**TASK REQUIREMENTS**
A – Could you return the article about the plaster Thatcher statue in Grantham word for word?
B – Could you rewrite the lines of the records as a JSON list of strings, one string per line, starting with the line that contains "wooden deck plank" and going on through the line that contains "[248,308,318,360]", both of those lines included, with blank lines left out and nothing else added?

--- begin EXCERPT TO READ ---

A statue of Margaret Thatcher’s severed head on a spike has been erected at the site where a £300,000 bronze figure could one day stand in The Iron Lady’s home town.
Art teacher Mark Robla, 34, used the cover of darkness to hoist up his carved plaster version of the former Prime Minister in Grantham, Lincolnshire, at 4am yesterday.
The odd sculpture now sits atop a plinth reserved for a 11ft statue of Thatcher which will be unveiled to commemorate her birthplace.
Mark said he decided to make his own homemade figure over a five month period in a bid to save South Kesteven District Council hundreds of thousands of pounds.
A statue of Margaret Thatcher’s severed head on a spike has been erected at the site where a £300,000 bronze figure could one day stand in The Iron Lady’s home town of Grantham
Art teacher Mark Robla, 34, used the cover of darkness to hoist up his carved plaster version of the former Prime Minister in Grantham, Lincolnshire, at 4am yesterday
The artwork is made from plaster and an old £5 office chair and Mark’s five-foot creation also depicts Thatcher’s iconic handbag sitting at the base.
Sculptor Mark, of Grantham, said: ‘I moved to Grantham about a year ago from North Wales where Thatcher isn’t too popular.

--- end EXCERPT TO READ ---
--- begin AVAILABLE RECORDS ---

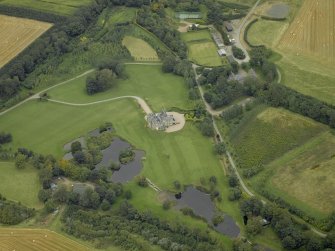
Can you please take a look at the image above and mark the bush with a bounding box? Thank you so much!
[228,187,242,201]
[232,46,245,60]
[214,142,226,155]
[86,69,116,95]
[0,132,13,145]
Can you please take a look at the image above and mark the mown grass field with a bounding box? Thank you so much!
[0,228,92,251]
[231,107,326,168]
[0,162,42,209]
[48,65,192,112]
[252,131,335,218]
[122,36,159,61]
[181,30,222,66]
[0,14,52,68]
[0,0,92,15]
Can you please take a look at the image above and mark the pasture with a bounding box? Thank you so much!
[48,65,192,112]
[0,97,223,189]
[0,0,92,15]
[122,36,159,61]
[248,19,289,48]
[279,0,335,65]
[252,131,335,218]
[98,7,136,26]
[182,30,222,66]
[0,228,92,251]
[230,107,326,168]
[0,162,42,209]
[0,14,52,68]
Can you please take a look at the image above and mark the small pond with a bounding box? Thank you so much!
[176,186,240,238]
[96,138,144,183]
[64,137,86,152]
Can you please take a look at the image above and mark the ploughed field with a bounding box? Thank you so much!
[279,0,335,64]
[0,15,52,67]
[0,0,92,15]
[0,228,89,251]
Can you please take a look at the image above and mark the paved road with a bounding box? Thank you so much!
[229,0,261,63]
[193,64,254,196]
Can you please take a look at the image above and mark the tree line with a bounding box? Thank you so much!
[0,0,149,106]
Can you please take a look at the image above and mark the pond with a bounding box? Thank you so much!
[176,186,240,238]
[95,138,145,183]
[64,137,86,152]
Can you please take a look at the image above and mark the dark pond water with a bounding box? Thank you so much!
[88,127,113,137]
[111,150,144,183]
[96,138,145,183]
[177,186,240,238]
[64,137,86,152]
[95,138,131,169]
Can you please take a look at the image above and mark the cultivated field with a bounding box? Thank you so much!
[0,228,90,251]
[271,132,335,214]
[122,36,159,61]
[279,0,335,64]
[248,19,289,48]
[0,0,92,15]
[0,162,42,208]
[231,108,326,168]
[98,7,136,26]
[0,15,52,67]
[182,30,222,66]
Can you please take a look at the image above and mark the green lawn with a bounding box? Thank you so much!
[48,65,192,111]
[231,108,327,168]
[0,93,241,245]
[98,7,136,26]
[181,30,222,66]
[122,36,159,61]
[0,0,92,15]
[0,162,42,209]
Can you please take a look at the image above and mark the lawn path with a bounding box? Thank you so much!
[0,62,162,116]
[46,96,152,114]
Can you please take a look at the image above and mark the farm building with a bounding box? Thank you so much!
[147,111,176,130]
[212,32,224,48]
[218,49,227,57]
[224,22,234,32]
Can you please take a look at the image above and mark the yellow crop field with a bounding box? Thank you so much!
[0,228,89,251]
[0,15,52,67]
[279,0,335,64]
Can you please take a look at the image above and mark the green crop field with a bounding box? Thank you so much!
[0,162,42,208]
[182,30,222,66]
[98,7,136,26]
[252,131,335,218]
[122,36,159,61]
[231,108,326,168]
[0,0,92,15]
[48,65,192,111]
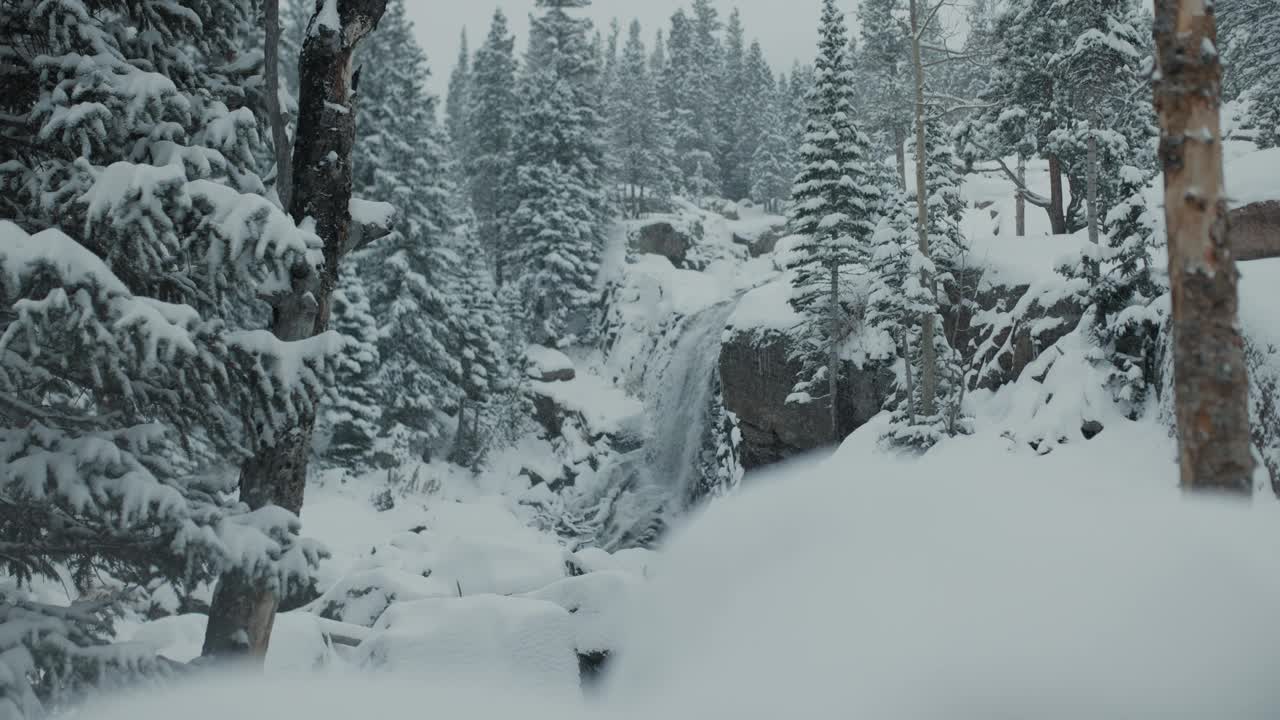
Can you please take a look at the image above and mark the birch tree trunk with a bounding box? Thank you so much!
[1014,152,1027,237]
[910,0,938,418]
[262,0,293,210]
[893,126,906,190]
[1155,0,1254,495]
[202,0,387,662]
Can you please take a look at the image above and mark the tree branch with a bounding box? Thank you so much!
[969,140,1050,208]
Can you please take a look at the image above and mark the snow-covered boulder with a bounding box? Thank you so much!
[525,570,640,655]
[1230,200,1280,260]
[719,275,891,469]
[128,612,209,662]
[357,594,579,694]
[314,568,458,626]
[728,215,787,258]
[529,374,644,441]
[573,547,658,578]
[431,537,570,596]
[525,345,576,383]
[266,611,334,673]
[630,219,696,268]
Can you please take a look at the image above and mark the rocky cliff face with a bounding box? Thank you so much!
[719,331,892,469]
[1231,200,1280,260]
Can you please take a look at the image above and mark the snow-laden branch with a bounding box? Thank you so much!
[969,138,1050,208]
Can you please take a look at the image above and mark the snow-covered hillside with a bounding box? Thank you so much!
[93,424,1280,720]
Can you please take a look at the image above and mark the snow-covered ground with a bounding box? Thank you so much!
[93,415,1280,720]
[80,126,1280,720]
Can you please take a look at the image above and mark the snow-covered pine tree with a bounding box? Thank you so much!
[660,6,721,200]
[751,87,795,213]
[868,120,968,451]
[444,28,471,161]
[0,0,342,717]
[463,8,517,284]
[1051,0,1164,415]
[788,0,881,442]
[449,228,513,468]
[317,263,383,470]
[716,8,747,200]
[649,28,669,79]
[355,0,461,456]
[727,41,781,200]
[1048,0,1156,245]
[507,0,607,343]
[858,0,911,188]
[965,0,1083,234]
[611,20,678,218]
[1215,0,1280,147]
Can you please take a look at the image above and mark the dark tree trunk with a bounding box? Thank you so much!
[827,263,845,445]
[204,0,387,662]
[893,126,906,190]
[262,0,293,209]
[1014,152,1027,237]
[1048,155,1066,234]
[1155,0,1254,495]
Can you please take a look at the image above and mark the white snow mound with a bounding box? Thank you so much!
[358,594,579,694]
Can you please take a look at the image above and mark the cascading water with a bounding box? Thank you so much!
[586,301,736,551]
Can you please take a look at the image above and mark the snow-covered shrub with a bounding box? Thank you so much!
[0,0,344,716]
[0,589,169,720]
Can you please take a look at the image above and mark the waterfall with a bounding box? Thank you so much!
[586,301,736,550]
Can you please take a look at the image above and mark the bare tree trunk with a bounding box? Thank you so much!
[1014,152,1027,237]
[893,126,906,190]
[262,0,293,210]
[204,0,387,662]
[1048,155,1066,234]
[1088,123,1098,246]
[1155,0,1254,493]
[827,263,844,443]
[911,0,938,418]
[902,328,915,425]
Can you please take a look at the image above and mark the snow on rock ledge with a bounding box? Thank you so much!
[358,594,579,694]
[525,345,576,383]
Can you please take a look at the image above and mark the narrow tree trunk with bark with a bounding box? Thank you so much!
[893,126,906,190]
[204,0,387,662]
[827,263,845,443]
[1088,123,1098,246]
[1047,155,1066,234]
[1155,0,1254,493]
[910,0,938,418]
[262,0,293,209]
[1014,152,1027,237]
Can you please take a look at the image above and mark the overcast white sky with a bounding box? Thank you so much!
[404,0,834,96]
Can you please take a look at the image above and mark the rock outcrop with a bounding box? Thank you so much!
[1230,200,1280,260]
[733,227,785,258]
[631,220,694,268]
[719,331,891,469]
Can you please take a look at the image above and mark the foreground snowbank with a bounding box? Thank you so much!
[609,423,1280,720]
[104,423,1280,720]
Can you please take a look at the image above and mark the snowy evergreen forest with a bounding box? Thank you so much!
[0,0,1280,720]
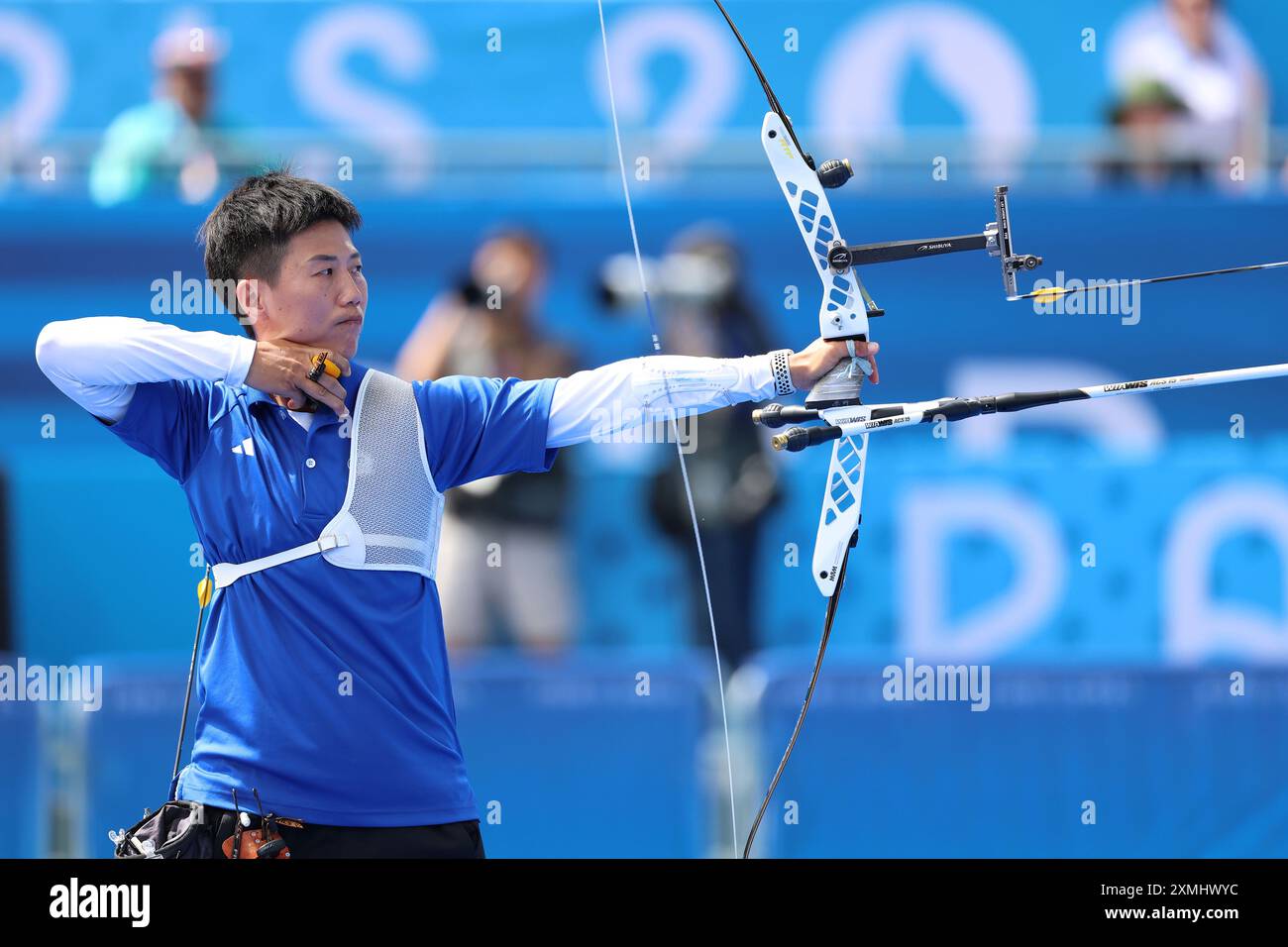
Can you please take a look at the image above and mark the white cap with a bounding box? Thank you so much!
[152,14,228,69]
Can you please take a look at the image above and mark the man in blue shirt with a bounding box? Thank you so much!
[36,172,876,857]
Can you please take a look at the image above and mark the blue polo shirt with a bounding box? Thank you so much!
[110,365,557,826]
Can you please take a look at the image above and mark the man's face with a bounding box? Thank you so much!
[166,65,211,124]
[248,220,368,359]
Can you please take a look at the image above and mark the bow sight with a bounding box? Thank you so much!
[819,185,1042,300]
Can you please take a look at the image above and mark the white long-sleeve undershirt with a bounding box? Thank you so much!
[36,316,774,447]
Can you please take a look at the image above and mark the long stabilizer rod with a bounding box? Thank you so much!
[751,364,1288,451]
[1006,261,1288,303]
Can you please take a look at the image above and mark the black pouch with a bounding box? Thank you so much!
[107,565,216,858]
[108,798,215,858]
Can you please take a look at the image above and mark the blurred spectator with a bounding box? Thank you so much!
[1100,81,1205,188]
[649,231,780,668]
[394,231,577,652]
[89,13,246,206]
[1111,0,1267,183]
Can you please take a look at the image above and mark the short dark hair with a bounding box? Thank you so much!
[197,168,362,339]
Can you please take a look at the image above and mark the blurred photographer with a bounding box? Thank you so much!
[394,231,577,652]
[601,228,780,668]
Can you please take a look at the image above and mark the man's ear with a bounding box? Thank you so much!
[235,277,268,335]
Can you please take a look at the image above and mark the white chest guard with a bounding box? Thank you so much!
[211,368,443,588]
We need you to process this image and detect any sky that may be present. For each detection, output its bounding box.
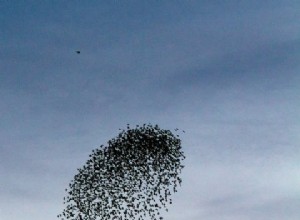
[0,0,300,220]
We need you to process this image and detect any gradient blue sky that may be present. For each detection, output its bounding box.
[0,0,300,220]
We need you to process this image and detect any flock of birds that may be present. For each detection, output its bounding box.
[58,124,185,220]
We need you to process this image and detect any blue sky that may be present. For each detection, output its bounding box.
[0,0,300,220]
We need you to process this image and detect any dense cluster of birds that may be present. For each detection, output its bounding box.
[58,124,185,220]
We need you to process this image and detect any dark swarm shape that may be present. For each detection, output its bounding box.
[58,124,185,220]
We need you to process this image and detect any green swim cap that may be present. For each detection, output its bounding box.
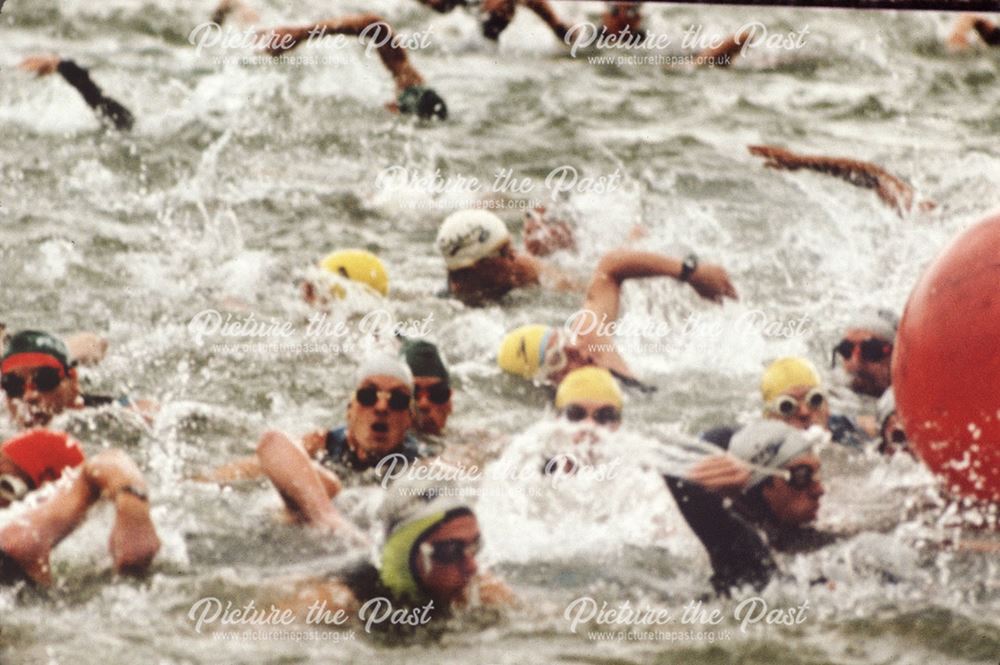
[399,339,448,383]
[397,85,448,120]
[0,330,69,372]
[379,481,473,603]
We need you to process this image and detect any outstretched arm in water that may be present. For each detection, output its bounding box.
[19,55,135,131]
[748,145,937,217]
[0,450,160,585]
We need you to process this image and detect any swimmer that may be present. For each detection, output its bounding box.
[0,430,160,586]
[18,55,135,132]
[948,14,1000,50]
[284,482,513,619]
[205,352,427,488]
[665,420,837,594]
[831,309,899,397]
[747,145,937,217]
[877,388,913,457]
[498,246,736,390]
[258,14,448,120]
[760,357,875,448]
[400,339,453,436]
[300,249,389,306]
[0,330,155,429]
[435,209,575,305]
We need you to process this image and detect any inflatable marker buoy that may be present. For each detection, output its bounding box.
[892,216,1000,503]
[0,429,84,488]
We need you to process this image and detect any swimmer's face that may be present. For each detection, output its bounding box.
[347,375,412,460]
[448,242,525,300]
[417,515,480,603]
[844,328,892,397]
[559,399,622,432]
[413,376,452,434]
[4,365,80,429]
[767,386,830,429]
[763,453,824,527]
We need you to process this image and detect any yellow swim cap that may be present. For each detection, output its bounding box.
[760,357,820,402]
[556,367,622,409]
[319,249,389,298]
[497,324,552,379]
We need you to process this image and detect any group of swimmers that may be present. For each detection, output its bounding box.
[0,193,906,609]
[0,0,997,632]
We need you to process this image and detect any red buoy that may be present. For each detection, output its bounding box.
[892,216,1000,503]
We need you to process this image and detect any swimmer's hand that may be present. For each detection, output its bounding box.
[17,55,62,77]
[688,263,739,303]
[64,332,108,365]
[523,206,576,256]
[948,14,979,51]
[482,0,517,41]
[257,27,310,57]
[687,454,750,492]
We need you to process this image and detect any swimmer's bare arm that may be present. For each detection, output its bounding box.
[696,30,749,67]
[748,145,936,216]
[948,14,1000,49]
[275,579,360,625]
[258,14,424,91]
[0,450,160,584]
[195,432,340,497]
[18,55,135,131]
[521,0,569,41]
[257,431,364,542]
[482,0,517,40]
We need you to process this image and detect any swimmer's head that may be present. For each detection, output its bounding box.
[760,357,830,429]
[319,249,389,298]
[555,367,624,429]
[396,85,448,120]
[435,210,537,302]
[0,429,84,507]
[729,420,824,527]
[833,309,899,397]
[0,330,80,428]
[347,352,413,463]
[379,481,480,606]
[400,339,452,434]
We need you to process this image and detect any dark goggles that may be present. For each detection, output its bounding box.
[354,386,410,411]
[785,464,818,492]
[771,388,826,416]
[563,404,622,425]
[0,367,63,399]
[413,383,451,404]
[429,536,482,566]
[833,337,892,364]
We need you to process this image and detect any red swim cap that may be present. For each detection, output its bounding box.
[0,429,84,489]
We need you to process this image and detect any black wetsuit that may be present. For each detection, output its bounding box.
[56,60,135,131]
[663,427,836,594]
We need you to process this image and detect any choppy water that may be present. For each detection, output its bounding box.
[0,0,1000,665]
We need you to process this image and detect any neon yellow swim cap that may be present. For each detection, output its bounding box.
[497,324,552,379]
[556,367,623,409]
[760,357,820,402]
[319,249,389,298]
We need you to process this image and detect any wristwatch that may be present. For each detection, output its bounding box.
[679,254,698,282]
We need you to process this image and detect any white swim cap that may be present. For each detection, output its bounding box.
[435,210,510,270]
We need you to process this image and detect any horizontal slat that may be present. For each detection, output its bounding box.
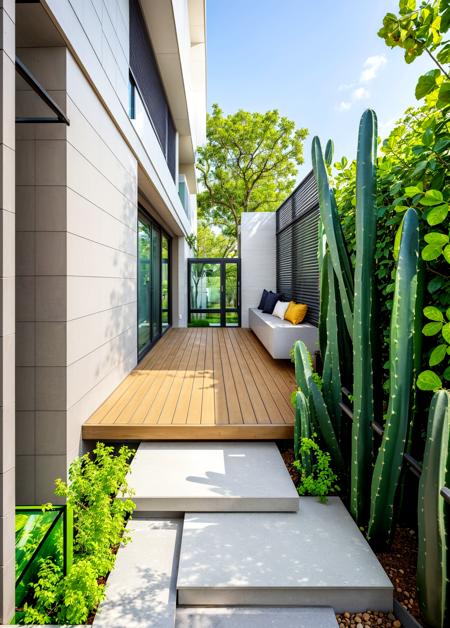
[277,172,320,325]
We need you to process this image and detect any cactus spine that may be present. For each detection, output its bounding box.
[350,109,377,523]
[294,390,311,475]
[294,340,344,469]
[368,209,419,546]
[322,252,342,442]
[417,390,450,628]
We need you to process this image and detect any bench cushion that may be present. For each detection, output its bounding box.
[249,308,318,360]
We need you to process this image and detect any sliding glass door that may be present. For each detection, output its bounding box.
[188,258,241,327]
[137,213,170,357]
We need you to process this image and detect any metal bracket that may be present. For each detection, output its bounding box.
[16,57,70,126]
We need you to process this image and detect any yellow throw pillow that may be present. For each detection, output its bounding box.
[284,301,308,325]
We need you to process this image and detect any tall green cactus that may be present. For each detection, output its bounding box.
[417,390,450,628]
[294,390,312,475]
[312,137,353,336]
[294,340,344,470]
[368,209,419,546]
[322,251,342,442]
[350,109,377,524]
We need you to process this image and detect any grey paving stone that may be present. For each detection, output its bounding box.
[175,607,338,628]
[177,497,392,612]
[94,519,182,628]
[129,442,299,513]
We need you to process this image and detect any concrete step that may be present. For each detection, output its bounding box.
[94,519,183,628]
[129,442,299,513]
[175,607,338,628]
[177,497,393,612]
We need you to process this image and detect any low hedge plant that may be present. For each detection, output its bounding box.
[21,443,135,625]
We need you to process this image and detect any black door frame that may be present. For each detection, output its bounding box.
[136,209,172,361]
[187,257,241,327]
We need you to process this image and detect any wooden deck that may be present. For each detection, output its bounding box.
[83,328,295,440]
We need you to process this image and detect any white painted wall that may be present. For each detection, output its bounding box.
[43,0,202,236]
[66,52,138,462]
[16,48,137,503]
[241,212,277,327]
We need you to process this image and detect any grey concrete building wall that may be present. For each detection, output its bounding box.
[16,47,67,504]
[0,0,15,623]
[17,47,137,503]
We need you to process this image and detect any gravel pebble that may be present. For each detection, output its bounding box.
[336,611,402,628]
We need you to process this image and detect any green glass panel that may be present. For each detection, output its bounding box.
[161,235,169,331]
[190,262,220,310]
[189,312,220,327]
[225,312,239,327]
[16,508,64,607]
[151,227,161,341]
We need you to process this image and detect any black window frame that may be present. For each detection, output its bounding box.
[136,203,172,362]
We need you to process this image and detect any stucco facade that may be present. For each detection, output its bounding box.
[0,0,206,621]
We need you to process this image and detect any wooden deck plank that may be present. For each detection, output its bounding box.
[223,329,257,423]
[172,328,202,424]
[186,329,208,425]
[116,334,186,423]
[201,329,215,425]
[228,333,270,423]
[158,330,196,425]
[217,329,244,424]
[242,330,295,422]
[83,328,295,440]
[144,329,191,424]
[85,334,175,424]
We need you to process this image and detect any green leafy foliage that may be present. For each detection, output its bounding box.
[294,434,339,504]
[334,100,450,392]
[24,443,134,624]
[197,104,307,253]
[378,0,450,108]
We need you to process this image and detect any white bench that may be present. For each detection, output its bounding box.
[248,308,318,360]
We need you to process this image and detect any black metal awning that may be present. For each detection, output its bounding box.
[16,57,70,126]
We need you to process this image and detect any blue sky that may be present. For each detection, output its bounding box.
[207,0,431,176]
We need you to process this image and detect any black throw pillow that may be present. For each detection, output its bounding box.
[263,292,281,314]
[258,290,269,310]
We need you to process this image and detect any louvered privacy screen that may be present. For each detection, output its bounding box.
[130,0,176,178]
[277,172,320,325]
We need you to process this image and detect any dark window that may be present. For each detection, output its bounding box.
[137,208,171,358]
[128,74,136,120]
[277,172,320,325]
[167,113,177,181]
[130,0,176,179]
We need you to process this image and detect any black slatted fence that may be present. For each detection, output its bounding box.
[276,171,320,325]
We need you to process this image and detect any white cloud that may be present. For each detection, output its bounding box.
[338,83,358,92]
[337,100,352,111]
[359,55,387,83]
[352,87,370,100]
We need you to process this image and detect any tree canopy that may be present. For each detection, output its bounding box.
[197,104,307,251]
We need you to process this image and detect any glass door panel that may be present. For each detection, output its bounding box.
[190,262,221,313]
[138,213,170,358]
[161,234,170,332]
[224,261,240,327]
[188,259,240,327]
[137,221,151,354]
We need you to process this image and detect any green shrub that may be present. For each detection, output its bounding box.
[23,443,135,624]
[294,434,340,504]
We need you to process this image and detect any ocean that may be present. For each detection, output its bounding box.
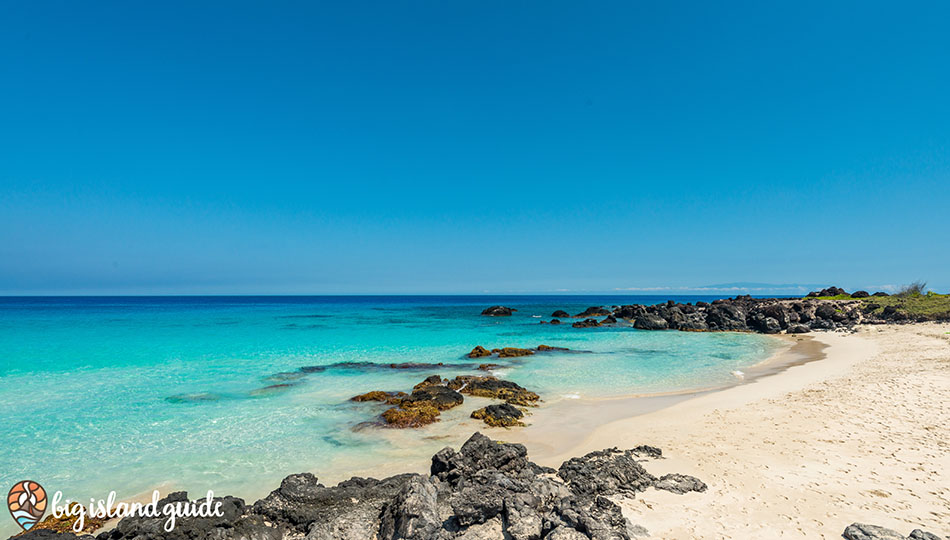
[0,296,778,534]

--- end AVAILABLE RECORDS ---

**TASK RESPONSES**
A –
A statue of Margaret Thatcher’s severed head on a spike has been erected at the site where a £300,000 bronze figure could one day stand in The Iron Lady’s home town.
Art teacher Mark Robla, 34, used the cover of darkness to hoist up his carved plaster version of the former Prime Minister in Grantham, Lincolnshire, at 4am yesterday.
The odd sculpture now sits atop a plinth reserved for a 11ft statue of Thatcher which will be unveiled to commemorate her birthplace.
Mark said he decided to make his own homemade figure over a five month period in a bid to save South Kesteven District Council hundreds of thousands of pounds.
A statue of Margaret Thatcher’s severed head on a spike has been erected at the site where a £300,000 bronze figure could one day stand in The Iron Lady’s home town of Grantham
Art teacher Mark Robla, 34, used the cover of darkness to hoist up his carved plaster version of the former Prime Minister in Grantham, Lincolnshire, at 4am yesterday
The artwork is made from plaster and an old £5 office chair and Mark’s five-foot creation also depicts Thatcher’s iconic handbag sitting at the base.
Sculptor Mark, of Grantham, said: ‘I moved to Grantham about a year ago from North Wales where Thatcher isn’t too popular.

B –
[
  "We need you to process this image and detect any wooden deck plank that may be present. For each detection, output its bounding box.",
  "[223,329,257,423]",
  "[172,328,202,424]",
  "[186,329,208,425]",
  "[116,334,186,423]",
  "[201,329,215,425]",
  "[228,333,270,423]",
  "[158,330,196,425]",
  "[217,329,244,424]",
  "[242,330,295,422]",
  "[83,328,295,440]",
  "[144,329,191,424]",
  "[85,334,175,424]",
  "We need you to process this image and detect any green leafy foliage that may be present. For each detection, output its bounding box.",
  "[294,434,339,504]",
  "[334,100,450,392]",
  "[24,443,134,624]",
  "[197,104,307,253]",
  "[378,0,450,108]",
  "We need you to process this image and detect any white bench that may be present. For each detection, output its bounding box.",
  "[248,308,318,360]"
]